* **Supplied text**:

———

Introduction

This is a pytorch implementation of a sequence to sequence learning toolkit for the i-machine-think project. This repository is a fork from the pytorch-seq2seq library developed by IBM, but has substantially diverged from it after heavy development. For the original implementation, visit https://github.com/IBM/pytorch-seq2seq.

Requirements

This library runs with PyTorch 0.3.0. We refer to the PyTorch website to install the right version for your environment. To install additional requirements (including numpy and torchtext), run:

pip install requirements

Quickstart

There are 3 commandline tools available

  • train_model.py
  • evaluate.py
  • infer.py

Training

The script train_model.py can be used to train a new model, resume the training of an existing model from a checkpoint, or retrain an existing model from a checkpoint. E.g. to train a model from scratch:

 # Train a simple model with hidden layer size 128 and embedding size 128
`python train_model.py --train $train_path --dev $dev_path --output_dir $expt_dir  --embedding_size 128 --hidden_size 256 --rnn_cell gru --epoch 20 

Several options are available from the command line, including changing the optimizer, batch size, using attention/bidirectionality and using teacher forcing. For a complete overview, use the help function of the script.

———

* **Information provided**:

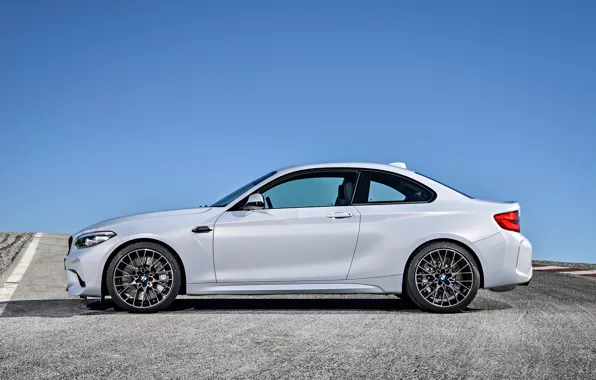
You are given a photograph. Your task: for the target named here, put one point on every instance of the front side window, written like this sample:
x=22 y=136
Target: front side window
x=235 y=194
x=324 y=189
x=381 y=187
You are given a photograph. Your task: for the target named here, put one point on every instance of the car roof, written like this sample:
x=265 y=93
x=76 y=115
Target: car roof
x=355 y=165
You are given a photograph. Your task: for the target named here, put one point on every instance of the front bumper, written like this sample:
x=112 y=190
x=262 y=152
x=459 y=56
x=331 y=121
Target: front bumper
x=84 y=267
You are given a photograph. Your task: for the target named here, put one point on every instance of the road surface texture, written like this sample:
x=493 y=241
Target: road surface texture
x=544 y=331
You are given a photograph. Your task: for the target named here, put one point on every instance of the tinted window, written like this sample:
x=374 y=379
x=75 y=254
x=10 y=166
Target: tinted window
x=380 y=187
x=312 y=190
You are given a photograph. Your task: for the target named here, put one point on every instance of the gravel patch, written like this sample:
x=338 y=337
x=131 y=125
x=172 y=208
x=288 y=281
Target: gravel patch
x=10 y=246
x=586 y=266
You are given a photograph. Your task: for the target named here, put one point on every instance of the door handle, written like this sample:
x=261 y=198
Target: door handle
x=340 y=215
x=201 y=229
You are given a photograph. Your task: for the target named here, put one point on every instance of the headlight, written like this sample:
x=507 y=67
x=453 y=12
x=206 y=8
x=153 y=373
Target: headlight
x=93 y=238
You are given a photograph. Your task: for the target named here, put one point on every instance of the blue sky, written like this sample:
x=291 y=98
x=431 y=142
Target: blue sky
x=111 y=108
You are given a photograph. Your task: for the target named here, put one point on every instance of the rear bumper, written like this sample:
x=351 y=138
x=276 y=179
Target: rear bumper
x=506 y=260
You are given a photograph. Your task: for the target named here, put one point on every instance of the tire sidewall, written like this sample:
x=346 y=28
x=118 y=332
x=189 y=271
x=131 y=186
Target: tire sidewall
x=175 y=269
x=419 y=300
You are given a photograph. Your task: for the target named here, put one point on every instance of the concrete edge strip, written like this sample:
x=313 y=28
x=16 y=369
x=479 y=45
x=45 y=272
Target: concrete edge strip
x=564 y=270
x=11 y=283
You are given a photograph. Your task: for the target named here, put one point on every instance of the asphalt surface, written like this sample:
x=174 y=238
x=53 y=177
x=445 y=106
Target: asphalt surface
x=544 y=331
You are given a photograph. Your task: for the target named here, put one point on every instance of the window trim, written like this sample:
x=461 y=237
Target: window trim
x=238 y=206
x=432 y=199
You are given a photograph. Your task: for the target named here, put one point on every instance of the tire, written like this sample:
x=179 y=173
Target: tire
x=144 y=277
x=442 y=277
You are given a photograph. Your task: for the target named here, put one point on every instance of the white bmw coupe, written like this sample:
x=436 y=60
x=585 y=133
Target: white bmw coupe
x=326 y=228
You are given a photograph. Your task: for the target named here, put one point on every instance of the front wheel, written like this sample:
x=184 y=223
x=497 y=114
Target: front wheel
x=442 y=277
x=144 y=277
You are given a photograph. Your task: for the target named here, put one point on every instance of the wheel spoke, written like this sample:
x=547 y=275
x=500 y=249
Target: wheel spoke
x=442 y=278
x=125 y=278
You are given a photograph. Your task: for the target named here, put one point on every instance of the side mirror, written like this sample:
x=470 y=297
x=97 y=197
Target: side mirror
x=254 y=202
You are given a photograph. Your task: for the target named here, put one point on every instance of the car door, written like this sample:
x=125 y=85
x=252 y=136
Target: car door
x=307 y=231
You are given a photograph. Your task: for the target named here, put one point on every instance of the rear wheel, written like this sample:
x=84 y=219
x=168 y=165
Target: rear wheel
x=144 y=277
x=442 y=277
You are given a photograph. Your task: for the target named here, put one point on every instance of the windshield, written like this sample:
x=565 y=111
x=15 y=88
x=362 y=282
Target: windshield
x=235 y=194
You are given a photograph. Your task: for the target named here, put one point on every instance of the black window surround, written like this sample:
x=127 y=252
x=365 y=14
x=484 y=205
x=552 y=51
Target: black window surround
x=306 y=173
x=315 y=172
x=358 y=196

———

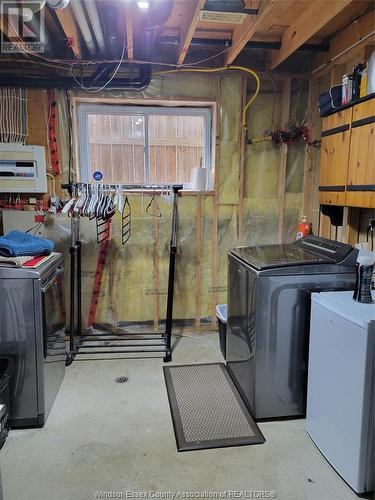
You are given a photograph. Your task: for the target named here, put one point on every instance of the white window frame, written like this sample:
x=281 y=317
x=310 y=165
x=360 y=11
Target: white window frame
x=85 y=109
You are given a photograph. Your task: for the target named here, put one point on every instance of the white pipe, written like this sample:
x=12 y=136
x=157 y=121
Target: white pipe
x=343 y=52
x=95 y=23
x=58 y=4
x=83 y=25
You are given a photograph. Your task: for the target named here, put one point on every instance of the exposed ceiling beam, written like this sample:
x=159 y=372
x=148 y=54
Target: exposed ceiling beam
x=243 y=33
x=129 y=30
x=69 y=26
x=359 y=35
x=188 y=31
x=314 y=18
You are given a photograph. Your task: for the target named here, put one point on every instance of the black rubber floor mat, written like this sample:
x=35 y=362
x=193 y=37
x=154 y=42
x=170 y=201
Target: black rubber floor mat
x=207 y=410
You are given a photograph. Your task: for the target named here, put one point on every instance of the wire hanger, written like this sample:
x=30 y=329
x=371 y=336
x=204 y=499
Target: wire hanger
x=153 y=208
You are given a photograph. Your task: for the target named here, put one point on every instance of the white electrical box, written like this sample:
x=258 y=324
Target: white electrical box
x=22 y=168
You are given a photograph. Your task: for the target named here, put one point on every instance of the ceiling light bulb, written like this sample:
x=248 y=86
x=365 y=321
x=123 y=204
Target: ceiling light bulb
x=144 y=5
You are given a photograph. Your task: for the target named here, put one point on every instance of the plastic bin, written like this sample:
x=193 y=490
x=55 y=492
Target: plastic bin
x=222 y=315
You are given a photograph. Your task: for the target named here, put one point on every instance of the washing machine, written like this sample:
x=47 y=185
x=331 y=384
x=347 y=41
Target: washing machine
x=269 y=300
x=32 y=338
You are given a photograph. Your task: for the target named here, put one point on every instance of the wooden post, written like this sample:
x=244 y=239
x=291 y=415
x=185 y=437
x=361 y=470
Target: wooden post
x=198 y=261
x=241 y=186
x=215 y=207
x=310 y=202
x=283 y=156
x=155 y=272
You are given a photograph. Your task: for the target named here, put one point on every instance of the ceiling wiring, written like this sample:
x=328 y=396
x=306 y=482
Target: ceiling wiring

———

* **Actions to take**:
- a) Translate this sentence from the seq2seq toolkit text into Spanish: "The script train_model.py can be used to train a new model, resume the training of an existing model from a checkpoint, or retrain an existing model from a checkpoint."
- b) Reproduce word for word the stretch of the seq2seq toolkit text from "Introduction" through "implementation, visit https://github.com/IBM/pytorch-seq2seq.".
- c) Answer these from the seq2seq toolkit text:
(i) Which PyTorch version does the library run with?
(ii) How many command-line tools does it list?
(iii) Which company developed the library that this repository was forked from?

* **Set of answers**:
- a) El script train_model.py puede usarse para entrenar un modelo nuevo, reanudar el entrenamiento de un modelo existente a partir de un punto de control o volver a entrenar un modelo existente a partir de un punto de control.

- b)
Introduction

This is a pytorch implementation of a sequence to sequence learning toolkit for the i-machine-think project. This repository is a fork from the pytorch-seq2seq library developed by IBM, but has substantially diverged from it after heavy development. For the original implementation, visit https://github.com/IBM/pytorch-seq2seq.

- c)
(i) PyTorch 0.3.0
(ii) Three
(iii) IBM